## Start

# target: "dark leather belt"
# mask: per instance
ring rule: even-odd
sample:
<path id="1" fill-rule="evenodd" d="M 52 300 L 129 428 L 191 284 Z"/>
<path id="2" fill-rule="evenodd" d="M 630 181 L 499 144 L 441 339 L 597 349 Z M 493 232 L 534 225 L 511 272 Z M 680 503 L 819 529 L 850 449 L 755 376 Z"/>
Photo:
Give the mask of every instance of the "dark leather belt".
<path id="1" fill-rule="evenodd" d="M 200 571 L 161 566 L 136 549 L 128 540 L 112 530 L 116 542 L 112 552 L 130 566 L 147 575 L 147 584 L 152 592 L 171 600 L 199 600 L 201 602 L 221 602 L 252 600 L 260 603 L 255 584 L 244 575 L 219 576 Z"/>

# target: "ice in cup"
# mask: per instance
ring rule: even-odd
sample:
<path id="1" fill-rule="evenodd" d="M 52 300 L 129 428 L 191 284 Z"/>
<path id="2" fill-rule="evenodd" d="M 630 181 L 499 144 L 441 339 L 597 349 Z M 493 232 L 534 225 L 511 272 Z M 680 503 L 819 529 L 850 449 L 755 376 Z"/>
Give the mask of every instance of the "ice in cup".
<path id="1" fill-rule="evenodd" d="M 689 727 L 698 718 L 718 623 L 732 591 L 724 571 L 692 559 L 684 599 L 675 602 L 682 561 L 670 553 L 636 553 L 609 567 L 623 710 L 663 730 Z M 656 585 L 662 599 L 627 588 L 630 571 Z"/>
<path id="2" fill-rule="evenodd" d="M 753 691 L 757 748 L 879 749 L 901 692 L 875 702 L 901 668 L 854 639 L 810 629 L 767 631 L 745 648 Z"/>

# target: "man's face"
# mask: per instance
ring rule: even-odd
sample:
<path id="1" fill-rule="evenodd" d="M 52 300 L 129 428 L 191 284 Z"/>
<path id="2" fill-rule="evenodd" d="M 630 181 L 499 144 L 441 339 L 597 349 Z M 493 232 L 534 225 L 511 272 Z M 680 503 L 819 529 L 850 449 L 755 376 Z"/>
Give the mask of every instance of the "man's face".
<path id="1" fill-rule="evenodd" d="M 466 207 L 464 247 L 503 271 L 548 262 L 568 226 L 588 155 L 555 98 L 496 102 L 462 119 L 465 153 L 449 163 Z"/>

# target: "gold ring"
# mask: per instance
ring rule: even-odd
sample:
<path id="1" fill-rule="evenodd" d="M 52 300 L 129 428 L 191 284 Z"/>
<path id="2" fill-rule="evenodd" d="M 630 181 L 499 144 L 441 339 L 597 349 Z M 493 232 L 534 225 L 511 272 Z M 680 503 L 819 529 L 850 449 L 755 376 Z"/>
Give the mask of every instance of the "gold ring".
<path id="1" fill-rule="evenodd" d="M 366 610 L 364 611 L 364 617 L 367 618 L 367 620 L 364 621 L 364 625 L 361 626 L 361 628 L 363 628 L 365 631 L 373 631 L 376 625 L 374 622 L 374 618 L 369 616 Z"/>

## End

PROBLEM TO SOLVE –
Please repeat each of the rows above verbatim, from first to last, with no changes or omissions.

FINAL RESULT –
# target: "dark leather belt"
# mask: per instance
ring rule: even-odd
sample:
<path id="1" fill-rule="evenodd" d="M 52 300 L 129 428 L 191 284 Z"/>
<path id="2" fill-rule="evenodd" d="M 630 181 L 499 144 L 441 339 L 597 349 Z M 493 232 L 534 225 L 511 272 Z M 680 503 L 819 529 L 850 449 L 755 376 Z"/>
Photo:
Give the mask of every instance of the "dark leather belt".
<path id="1" fill-rule="evenodd" d="M 200 571 L 161 566 L 136 549 L 128 540 L 112 530 L 116 542 L 112 552 L 130 566 L 147 575 L 147 584 L 152 592 L 171 600 L 199 600 L 201 602 L 221 602 L 252 600 L 260 603 L 255 584 L 244 575 L 219 576 Z"/>

# target: "ice in cup"
# mask: per instance
ring rule: even-odd
sample:
<path id="1" fill-rule="evenodd" d="M 52 300 L 129 428 L 191 284 Z"/>
<path id="2" fill-rule="evenodd" d="M 630 181 L 499 144 L 441 339 L 597 349 Z M 493 232 L 534 225 L 511 272 Z M 680 503 L 819 529 L 850 449 L 755 376 Z"/>
Give the mask of every instance of the "ice in cup".
<path id="1" fill-rule="evenodd" d="M 689 727 L 698 718 L 718 623 L 732 591 L 724 571 L 692 559 L 684 599 L 675 602 L 682 561 L 670 553 L 636 553 L 609 567 L 623 710 L 663 730 Z M 656 585 L 662 599 L 627 588 L 630 571 Z"/>
<path id="2" fill-rule="evenodd" d="M 753 691 L 757 748 L 879 749 L 901 692 L 875 702 L 901 668 L 854 639 L 810 629 L 767 631 L 745 648 Z"/>

# target: "man's face"
# mask: per instance
ring rule: even-odd
sample:
<path id="1" fill-rule="evenodd" d="M 52 300 L 129 428 L 191 284 Z"/>
<path id="2" fill-rule="evenodd" d="M 630 181 L 499 144 L 441 339 L 597 349 Z M 493 232 L 534 225 L 511 272 Z M 680 503 L 819 529 L 850 449 L 755 376 Z"/>
Give the mask of every instance of the "man's face".
<path id="1" fill-rule="evenodd" d="M 466 207 L 464 247 L 503 271 L 548 262 L 568 226 L 588 155 L 555 98 L 496 102 L 462 119 L 465 153 L 449 163 Z"/>

# target: "gold ring"
# mask: per instance
ring rule: even-odd
sample:
<path id="1" fill-rule="evenodd" d="M 52 300 L 129 428 L 191 284 Z"/>
<path id="2" fill-rule="evenodd" d="M 630 181 L 499 144 L 441 339 L 597 349 Z M 493 232 L 534 225 L 511 272 Z M 680 503 L 819 529 L 850 449 L 755 376 Z"/>
Give the mask of every instance of the "gold ring".
<path id="1" fill-rule="evenodd" d="M 366 610 L 364 611 L 364 617 L 367 618 L 367 620 L 364 621 L 364 625 L 361 626 L 361 628 L 363 628 L 365 631 L 373 631 L 376 625 L 374 622 L 374 618 L 369 616 Z"/>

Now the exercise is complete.